=== EXTRACT ===
....................
Try it online! The linked version has v repaced by &v, because of changes in the language after this answer was posted.

' ''.:'               % pattern string. Will indexed into, twice: first for reading 
                      % the input and then for generating the ouput
t                     % duplicate this string
j                     % input string
w                     % swap
4#m                   % index of ocurrences of input chars in the pattern string
qB                    % subtract 1 and convert to binay. Gives 2-row logical array
GnXKq:QKEh1Kq:K+hv!   % (painfully) build two-column index for rotation
)                     % index into logical array to perform the rotation
XBQ                   % transform each row into 1, 2, 3 or 4
)                     % index into patter string. Implicitly display

Perl, 144 142 137 131 bytes

y/.':/1-3/;s/./sprintf'%02b ',$&/ge;@a=/\b\d/g;@b=(/\d\b/g,pop@a);@a=(shift@b,@a);say map{substr" .':",oct"0b$a[$_]$b[$_]",1}0..@a

Byte added for the -n flag.
....................
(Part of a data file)
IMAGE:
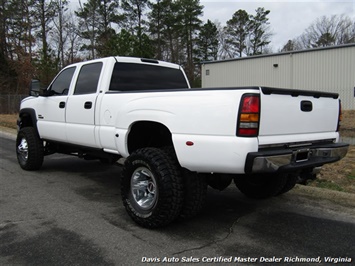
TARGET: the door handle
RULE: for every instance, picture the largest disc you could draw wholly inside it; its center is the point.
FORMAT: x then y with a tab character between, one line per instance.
88	105
306	106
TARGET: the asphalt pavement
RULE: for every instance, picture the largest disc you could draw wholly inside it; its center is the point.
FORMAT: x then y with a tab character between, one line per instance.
70	213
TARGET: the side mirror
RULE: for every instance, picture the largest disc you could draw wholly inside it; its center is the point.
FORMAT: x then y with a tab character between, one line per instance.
36	89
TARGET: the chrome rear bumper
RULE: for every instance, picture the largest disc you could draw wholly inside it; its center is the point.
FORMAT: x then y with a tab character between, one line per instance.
288	160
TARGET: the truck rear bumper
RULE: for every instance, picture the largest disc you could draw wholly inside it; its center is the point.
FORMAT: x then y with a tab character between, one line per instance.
289	160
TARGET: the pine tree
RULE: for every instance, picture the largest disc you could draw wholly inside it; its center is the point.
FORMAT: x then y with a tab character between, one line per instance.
237	31
259	36
207	42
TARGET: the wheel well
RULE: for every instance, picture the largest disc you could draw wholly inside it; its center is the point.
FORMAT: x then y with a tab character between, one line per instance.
148	134
25	120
....................
=== GIVEN REQUEST 1 ===
List every byte count that the Perl heading in the code-golf post gives.
=== GIVEN REQUEST 2 ===
Edit a section of the code-golf post so that it begins at the words "Perl, 144 142" and stops after "the -n flag.". Write it out with "flag" replaced by "switch".

=== EXERCISE RESPONSE 1 ===
144, 142, 137, 131

=== EXERCISE RESPONSE 2 ===
Perl, 144 142 137 131 bytes

y/.':/1-3/;s/./sprintf'%02b ',$&/ge;@a=/\b\d/g;@b=(/\d\b/g,pop@a);@a=(shift@b,@a);say map{substr" .':",oct"0b$a[$_]$b[$_]",1}0..@a

Byte added for the -n switch.